TEXTE EXTRAIT:
<<<<

Le ministère de la Culture doit réaliser le difficile exercice de reconnaître l’échec de la Carte Musique Jeune, tout en pariant sur son succès à venir, et en niant qu’elle puisse aggraver les déficits publics par une dépense inutile.

On le sait, la Carte Musique Jeune lancée l’an dernier est très loin d’atteindre le succès escompté lors de sa conception au ministère de la Culture. Il a fallu d’abord trafiquer les chiffres pour faire croire à un engouement, avant que Frédéric Mitterrand reconnaisse lui-même en début d’année que les ventes étaient « en dessous des espérances« . Officiellement, selon des chiffres gonflés aux hormones et semble-t-il multipliés par deux, 50 000 cartes auraient été vendues dans le mois suivant son lancement.

Le principe d’une aide accordée par l’Etat à l’achat de musique en ligne n’est pas remis en cause, c’est la complexité avec laquelle la carte est commercialisée et la faiblesse de la communication marketing qui sont pointés du doigt par les promoteurs. Le ministre de la Culture avait donc annoncé en janvier une refonte du site internet, une matérialisation de la carte qui pourrait être vendue dans les commerces de proximité (ajoutant des intermédiaires coûteux à la chaîne), et une nouvelle opération de communication dont personne ne semble prêt à assumer le coût. Ni le gouvernement astreint à la rigueur, ni les plateformes qui craignent de jeter l’argent par les fenêtres.

>>>>

DONNÉES FOURNIES:

<<<<

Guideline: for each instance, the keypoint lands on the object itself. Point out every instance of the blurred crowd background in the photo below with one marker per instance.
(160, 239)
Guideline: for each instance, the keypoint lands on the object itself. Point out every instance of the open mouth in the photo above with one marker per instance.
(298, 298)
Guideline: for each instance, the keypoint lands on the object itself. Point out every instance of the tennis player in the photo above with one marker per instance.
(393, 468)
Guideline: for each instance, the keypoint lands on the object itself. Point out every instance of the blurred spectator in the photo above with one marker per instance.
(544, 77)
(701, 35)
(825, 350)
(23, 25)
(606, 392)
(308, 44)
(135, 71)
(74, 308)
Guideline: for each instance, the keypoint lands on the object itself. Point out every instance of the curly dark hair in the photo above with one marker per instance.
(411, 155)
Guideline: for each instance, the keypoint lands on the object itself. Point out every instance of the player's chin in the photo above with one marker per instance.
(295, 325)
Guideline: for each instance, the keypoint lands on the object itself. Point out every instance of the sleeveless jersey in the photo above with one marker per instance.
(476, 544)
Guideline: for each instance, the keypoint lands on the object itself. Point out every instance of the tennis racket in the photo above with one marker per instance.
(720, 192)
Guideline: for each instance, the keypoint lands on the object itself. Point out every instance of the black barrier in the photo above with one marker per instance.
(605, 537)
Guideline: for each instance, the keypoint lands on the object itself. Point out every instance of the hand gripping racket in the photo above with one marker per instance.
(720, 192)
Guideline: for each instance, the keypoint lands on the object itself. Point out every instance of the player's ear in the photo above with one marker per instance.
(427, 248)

>>>>

DÉFIS:
a: Recopiez, s'il vous plaît, tout ce qui va de « On le sait, la » jusqu'à « suivant son lancement. » dans le texte sur la Carte Musique Jeune.
b: Poursuivez le texte sur la Carte Musique Jeune après sa dernière phrase.

RÉSULTATS PAR TÂCHE:
a:
On le sait, la Carte Musique Jeune lancée l’an dernier est très loin d’atteindre le succès escompté lors de sa conception au ministère de la Culture. Il a fallu d’abord trafiquer les chiffres pour faire croire à un engouement, avant que Frédéric Mitterrand reconnaisse lui-même en début d’année que les ventes étaient « en dessous des espérances« . Officiellement, selon des chiffres gonflés aux hormones et semble-t-il multipliés par deux, 50 000 cartes auraient été vendues dans le mois suivant son lancement.

b:
Interrogé par le député Bernard Carayon, qui demandait ce que la Carte Musique coûterait à l’Etat, le ministère de la Culture a laissé entendre lundi que le budget initialement prévu de 25 millions d’euros par an ne sera pas épuisé. Cette enveloppe « ne sera consommée en totalité que dans l’hypothèse où l’ensemble des plafonds réglementaires, soit 1 million de bénéficiaires par an à raison de 25 EUR au maximum par bénéficiaire, sont atteints« , écrit la rue de Valois. Rappelons que l’an dernier, en nous basant sur le scénario exagérément optimiste de 10 000 cartes de 50 euros vendues par semaine, nous avions calculé que l’opération coûterait 13 millions d’euros cette année, soit la moitié du budget prévu. Et nous tablions plutôt sur un budget inférieur à 5 millions d’euros.

« En fonction du succès de la carte musique, cette enveloppe pourra être revue« , indique le ministère de la Culture, qui ajoute sans précisions que « d’autres modes de financement pourront être explorés pour les années suivantes« . Actuellement, c’est le budget de la rue de Valois qui est amputé par l’opération. Peut-être le ministère espère-t-il la création d’une taxe, par exemple assise sur les abonnements à Internet, à l’instar de celle qui abonde le fonds de financement de la création audiovisuelle.

Par ailleurs, le ministère se veut rassurant sur l’impact budgétaire de la Carte Musique en période de crise. Dès l’annonce de sa création, nous avions sévèrement critiqué le Président de la République qui invite un évadé fiscal à chanter au 14 juillet sous la Tour Eiffel et qui décide d’aggraver le déficit public pour ajouter une subvention à l’industrie musicale. « Les rentrées fiscales et sociales générées par l’opération en réduiront substantiellement le coût net pour le budget de l’État« , écrit le ministère de la Culture, qui n’apporte aucune démonstration à ce qui semble totalement fantaisiste.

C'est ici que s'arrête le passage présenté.